Instructions to follow: Could you rescale the records in the stretch from the line containing "Outline any person's hand you see." through the line containing "45, 101, 57, 127", both ends included? Reproduce only those lines, requests too, with every bounding-box coordinate in the answers multiplied by 1.7 and rounded to a whole number (halves round up), and leave the requests and their format samples unchanged.

===

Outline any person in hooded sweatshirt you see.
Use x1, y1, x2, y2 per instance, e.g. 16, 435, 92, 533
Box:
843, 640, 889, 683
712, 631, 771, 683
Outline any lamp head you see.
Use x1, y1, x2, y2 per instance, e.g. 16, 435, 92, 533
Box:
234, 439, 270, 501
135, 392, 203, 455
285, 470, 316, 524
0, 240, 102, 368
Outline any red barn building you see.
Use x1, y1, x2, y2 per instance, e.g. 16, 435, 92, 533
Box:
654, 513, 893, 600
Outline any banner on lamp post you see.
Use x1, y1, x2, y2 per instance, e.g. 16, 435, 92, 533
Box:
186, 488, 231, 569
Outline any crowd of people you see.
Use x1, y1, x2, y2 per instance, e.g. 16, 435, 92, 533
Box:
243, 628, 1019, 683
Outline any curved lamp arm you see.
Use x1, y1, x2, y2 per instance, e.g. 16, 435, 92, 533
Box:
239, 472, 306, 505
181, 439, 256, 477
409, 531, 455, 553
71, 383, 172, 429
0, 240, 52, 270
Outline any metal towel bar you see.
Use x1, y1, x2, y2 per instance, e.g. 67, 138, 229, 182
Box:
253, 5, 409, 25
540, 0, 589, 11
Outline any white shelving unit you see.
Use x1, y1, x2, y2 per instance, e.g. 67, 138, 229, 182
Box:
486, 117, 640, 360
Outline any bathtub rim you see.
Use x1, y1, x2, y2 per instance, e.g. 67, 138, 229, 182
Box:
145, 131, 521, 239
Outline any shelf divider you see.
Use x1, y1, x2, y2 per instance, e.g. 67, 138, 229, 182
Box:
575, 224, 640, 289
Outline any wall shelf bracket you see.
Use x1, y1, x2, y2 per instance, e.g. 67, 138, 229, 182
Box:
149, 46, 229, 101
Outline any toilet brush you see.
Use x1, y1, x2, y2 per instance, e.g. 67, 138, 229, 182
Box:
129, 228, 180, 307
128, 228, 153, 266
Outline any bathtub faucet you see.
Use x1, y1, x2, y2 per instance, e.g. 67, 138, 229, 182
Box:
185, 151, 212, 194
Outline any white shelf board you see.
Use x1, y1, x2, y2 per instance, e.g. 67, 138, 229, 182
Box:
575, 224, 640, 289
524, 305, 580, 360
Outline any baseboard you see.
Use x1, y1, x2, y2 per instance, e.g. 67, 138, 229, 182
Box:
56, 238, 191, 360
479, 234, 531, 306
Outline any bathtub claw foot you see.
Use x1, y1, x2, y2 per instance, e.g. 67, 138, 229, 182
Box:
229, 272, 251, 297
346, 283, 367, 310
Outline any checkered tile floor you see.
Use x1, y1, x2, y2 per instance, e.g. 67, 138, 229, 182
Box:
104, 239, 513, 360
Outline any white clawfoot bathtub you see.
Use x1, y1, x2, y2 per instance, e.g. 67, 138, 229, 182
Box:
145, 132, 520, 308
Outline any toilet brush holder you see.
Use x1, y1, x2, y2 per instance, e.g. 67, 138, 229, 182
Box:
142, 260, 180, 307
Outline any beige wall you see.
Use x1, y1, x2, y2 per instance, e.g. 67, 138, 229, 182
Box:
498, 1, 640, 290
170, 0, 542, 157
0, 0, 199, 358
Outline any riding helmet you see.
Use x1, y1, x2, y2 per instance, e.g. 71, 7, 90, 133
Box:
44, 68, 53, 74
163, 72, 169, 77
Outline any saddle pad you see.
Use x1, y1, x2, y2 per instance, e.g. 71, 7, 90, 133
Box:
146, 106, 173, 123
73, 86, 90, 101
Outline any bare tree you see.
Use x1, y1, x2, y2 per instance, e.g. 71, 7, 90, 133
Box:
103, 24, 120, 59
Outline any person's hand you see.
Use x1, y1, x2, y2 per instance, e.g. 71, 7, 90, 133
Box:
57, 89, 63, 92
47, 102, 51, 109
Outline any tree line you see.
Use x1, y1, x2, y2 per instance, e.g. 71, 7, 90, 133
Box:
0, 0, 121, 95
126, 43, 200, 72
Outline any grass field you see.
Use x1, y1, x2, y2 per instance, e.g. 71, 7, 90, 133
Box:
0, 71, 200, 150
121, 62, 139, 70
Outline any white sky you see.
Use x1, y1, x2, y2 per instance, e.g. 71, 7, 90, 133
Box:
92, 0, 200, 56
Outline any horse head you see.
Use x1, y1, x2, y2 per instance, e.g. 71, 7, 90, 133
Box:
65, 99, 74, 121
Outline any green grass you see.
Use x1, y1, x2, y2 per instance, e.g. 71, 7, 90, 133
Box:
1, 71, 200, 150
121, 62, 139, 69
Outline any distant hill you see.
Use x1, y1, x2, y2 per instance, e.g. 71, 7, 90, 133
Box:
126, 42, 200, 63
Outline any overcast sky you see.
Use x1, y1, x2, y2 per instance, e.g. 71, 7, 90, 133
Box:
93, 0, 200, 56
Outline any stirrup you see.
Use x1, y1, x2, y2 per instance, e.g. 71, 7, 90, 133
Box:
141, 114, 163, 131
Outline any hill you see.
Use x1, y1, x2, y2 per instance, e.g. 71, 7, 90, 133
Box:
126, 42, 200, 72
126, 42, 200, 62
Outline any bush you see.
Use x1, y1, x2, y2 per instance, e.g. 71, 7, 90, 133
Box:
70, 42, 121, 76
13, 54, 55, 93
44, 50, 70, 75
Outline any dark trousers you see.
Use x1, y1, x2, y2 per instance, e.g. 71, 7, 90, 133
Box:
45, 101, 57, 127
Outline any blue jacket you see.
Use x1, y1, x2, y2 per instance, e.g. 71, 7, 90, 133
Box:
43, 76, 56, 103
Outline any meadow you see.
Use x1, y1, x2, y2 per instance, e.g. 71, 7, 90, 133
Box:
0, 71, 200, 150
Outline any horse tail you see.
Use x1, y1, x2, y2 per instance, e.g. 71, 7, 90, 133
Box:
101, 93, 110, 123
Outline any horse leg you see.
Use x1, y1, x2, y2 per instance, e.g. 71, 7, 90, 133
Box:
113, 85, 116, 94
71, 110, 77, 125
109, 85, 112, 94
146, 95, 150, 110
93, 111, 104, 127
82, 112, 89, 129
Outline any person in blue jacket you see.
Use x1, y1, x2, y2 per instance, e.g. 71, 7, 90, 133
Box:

===

Response to the task:
Outline any person's hand you see.
Use x1, y1, x2, y2 per instance, e.g. 71, 7, 90, 133
Box:
97, 151, 107, 156
80, 173, 87, 185
Outline any tree line you see.
Use x1, y1, x2, y2 per instance, e.g. 71, 7, 90, 133
Box:
0, 0, 206, 162
214, 73, 340, 122
Outline any grass field you see.
Use x1, y1, x2, y2 per instance, e.g. 71, 7, 90, 133
Box:
0, 121, 340, 255
206, 105, 236, 119
Outline any white sky you see.
Use x1, y1, x2, y2 per instance, e.g. 71, 7, 90, 133
Box:
156, 0, 340, 95
Outline any horse head you see.
Use x1, y1, x2, y2 per instance, e.g. 71, 7, 90, 133
Box:
111, 168, 126, 206
Outline any green grass you see.
Use x1, y1, x2, y2 per instance, e.g. 71, 7, 90, 133
Box:
2, 121, 340, 255
206, 105, 236, 117
Outline any distant hill you see.
Use x1, y1, x2, y2 per instance, e.g. 71, 7, 90, 133
Box:
214, 71, 340, 107
Outline any overcast sky you see.
Use x1, y1, x2, y2 per instance, e.g. 71, 7, 90, 133
Box:
158, 0, 340, 95
Outline any stirrup you see.
Use x1, y1, x2, y2 per instance, e.g. 71, 7, 90, 133
Box:
240, 194, 277, 223
Outline any hill you see.
Use x1, y1, x2, y2 per instance, e.g. 71, 7, 90, 133
Box:
214, 71, 340, 122
214, 71, 340, 105
Outline any bush you see.
Use x1, y1, x2, y2 per instance, e.g. 71, 7, 90, 133
Box:
119, 71, 206, 129
22, 92, 94, 158
75, 85, 119, 128
Outline any dark trousers you see.
Use x1, y1, x2, y2 per instance, e.g. 71, 7, 90, 133
Box:
77, 172, 97, 216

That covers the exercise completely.